Bipartisan Tax Framework: Low-Income, Wealthy Households Benefit Most
Legislation to temporarily enhance certain business tax deductions and the child tax credit (CTC) would boost after-tax incomes for households by an average of $160 in 2023, with more noticeable tax cuts at both the top and bottom of the income distribution, according to a new Tax Policy Center analysis.
The Tax Relief For American Families And Workers Act of 2024 would alter business tax breaks impacted by the 2017 Tax Cuts and Jobs Act. The bill would restore the ability of businesses to immediately deduct investments in both new equipment and machinery and expenses for research and development, while making the cap on deductions for interest expenses less restrictive.
The legislation would also make the low-income housing tax credit more generous and expand the CTC by accelerating the credit phase-in for large families, making more of the CTC refundable, and indexing the CTC to inflation. The CTC and business tax changes all offer retroactive tax relief, so our model results include tax year 2023. The provisions would also be in effect for tax years 2024 and 2025, after which these policy changes and other large pieces of the TCJA are set to expire.

━━━━━━━━━━

What is expected:
According to the tax framework text, by how much would the legislation raise household after-tax incomes on average in 2023?

Data extracts:

━━━━━━━━━━

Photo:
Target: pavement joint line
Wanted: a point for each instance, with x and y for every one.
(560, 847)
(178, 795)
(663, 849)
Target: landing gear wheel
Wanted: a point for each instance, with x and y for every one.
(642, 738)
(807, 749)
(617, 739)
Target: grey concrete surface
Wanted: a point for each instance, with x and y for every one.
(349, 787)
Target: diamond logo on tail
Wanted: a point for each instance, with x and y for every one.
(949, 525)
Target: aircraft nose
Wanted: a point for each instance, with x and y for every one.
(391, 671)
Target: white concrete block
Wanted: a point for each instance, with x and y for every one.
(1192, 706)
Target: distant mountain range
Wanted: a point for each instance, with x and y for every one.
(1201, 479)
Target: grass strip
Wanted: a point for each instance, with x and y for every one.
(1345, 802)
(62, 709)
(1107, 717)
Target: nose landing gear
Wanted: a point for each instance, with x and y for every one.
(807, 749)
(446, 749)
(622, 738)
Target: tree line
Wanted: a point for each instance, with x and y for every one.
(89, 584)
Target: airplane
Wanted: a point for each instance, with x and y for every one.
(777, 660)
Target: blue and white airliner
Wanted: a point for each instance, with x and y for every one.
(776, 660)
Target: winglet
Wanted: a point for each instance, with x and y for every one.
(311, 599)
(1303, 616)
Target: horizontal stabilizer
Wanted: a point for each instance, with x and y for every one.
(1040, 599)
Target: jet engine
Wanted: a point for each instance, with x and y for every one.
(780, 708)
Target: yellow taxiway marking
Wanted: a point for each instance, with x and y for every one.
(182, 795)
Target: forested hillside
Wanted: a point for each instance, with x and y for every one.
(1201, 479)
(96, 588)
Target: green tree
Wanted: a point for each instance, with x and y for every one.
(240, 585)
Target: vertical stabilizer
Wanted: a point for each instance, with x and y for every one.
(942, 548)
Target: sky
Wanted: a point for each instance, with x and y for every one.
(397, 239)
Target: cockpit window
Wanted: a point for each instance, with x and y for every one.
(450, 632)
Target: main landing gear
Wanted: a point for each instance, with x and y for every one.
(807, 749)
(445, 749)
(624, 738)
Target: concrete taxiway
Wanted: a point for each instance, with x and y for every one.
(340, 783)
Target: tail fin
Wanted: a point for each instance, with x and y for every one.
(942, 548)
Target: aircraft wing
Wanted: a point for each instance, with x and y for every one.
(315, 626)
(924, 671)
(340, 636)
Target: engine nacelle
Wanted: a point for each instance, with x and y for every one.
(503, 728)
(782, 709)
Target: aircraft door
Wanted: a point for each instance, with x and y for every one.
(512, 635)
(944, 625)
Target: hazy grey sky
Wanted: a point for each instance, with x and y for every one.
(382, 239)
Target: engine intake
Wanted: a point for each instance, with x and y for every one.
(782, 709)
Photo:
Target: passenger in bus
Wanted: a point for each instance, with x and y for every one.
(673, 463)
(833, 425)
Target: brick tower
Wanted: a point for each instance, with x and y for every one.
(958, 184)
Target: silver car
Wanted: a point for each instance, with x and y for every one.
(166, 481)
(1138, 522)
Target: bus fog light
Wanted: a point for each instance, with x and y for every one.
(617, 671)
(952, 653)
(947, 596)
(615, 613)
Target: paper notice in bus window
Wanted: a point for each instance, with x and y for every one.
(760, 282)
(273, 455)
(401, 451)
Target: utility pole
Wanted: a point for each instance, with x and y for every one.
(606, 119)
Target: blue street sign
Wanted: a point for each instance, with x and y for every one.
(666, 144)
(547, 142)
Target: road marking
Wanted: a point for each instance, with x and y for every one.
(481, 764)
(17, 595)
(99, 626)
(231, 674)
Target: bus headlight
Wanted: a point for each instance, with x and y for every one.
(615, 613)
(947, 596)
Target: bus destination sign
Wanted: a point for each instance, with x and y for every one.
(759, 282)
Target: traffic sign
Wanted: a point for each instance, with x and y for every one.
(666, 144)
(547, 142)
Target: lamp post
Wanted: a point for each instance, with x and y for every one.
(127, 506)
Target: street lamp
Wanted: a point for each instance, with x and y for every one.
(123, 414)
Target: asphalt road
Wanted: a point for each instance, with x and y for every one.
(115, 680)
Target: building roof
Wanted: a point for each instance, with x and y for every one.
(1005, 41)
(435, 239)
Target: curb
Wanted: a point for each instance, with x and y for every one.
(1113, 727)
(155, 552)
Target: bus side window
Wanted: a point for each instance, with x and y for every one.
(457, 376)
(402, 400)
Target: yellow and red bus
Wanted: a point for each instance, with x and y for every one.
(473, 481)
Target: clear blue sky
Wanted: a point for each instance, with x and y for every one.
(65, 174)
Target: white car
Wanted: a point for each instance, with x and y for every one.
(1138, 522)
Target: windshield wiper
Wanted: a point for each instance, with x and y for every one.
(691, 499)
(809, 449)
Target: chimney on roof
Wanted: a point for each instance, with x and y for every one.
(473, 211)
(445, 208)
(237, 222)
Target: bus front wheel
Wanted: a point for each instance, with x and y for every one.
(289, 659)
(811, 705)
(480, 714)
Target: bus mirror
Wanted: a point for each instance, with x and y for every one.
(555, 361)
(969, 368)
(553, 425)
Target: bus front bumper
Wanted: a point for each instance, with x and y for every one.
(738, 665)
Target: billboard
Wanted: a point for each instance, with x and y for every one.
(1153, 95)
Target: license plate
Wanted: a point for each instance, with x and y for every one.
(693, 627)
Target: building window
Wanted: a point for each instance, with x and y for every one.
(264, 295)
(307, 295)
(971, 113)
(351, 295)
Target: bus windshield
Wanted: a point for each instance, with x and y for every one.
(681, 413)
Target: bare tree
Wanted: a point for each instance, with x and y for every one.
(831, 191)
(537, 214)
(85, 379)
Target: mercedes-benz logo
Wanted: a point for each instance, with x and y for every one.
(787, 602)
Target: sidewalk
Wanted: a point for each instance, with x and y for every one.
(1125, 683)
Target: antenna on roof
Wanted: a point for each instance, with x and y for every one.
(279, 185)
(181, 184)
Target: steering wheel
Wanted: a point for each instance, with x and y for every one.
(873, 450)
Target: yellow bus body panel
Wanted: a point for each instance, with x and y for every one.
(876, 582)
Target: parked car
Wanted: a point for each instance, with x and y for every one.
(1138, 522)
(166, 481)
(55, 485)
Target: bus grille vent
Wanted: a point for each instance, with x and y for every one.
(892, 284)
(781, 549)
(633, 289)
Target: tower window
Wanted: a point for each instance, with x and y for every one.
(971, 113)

━━━━━━━━━━

Output below:
By an average of $160.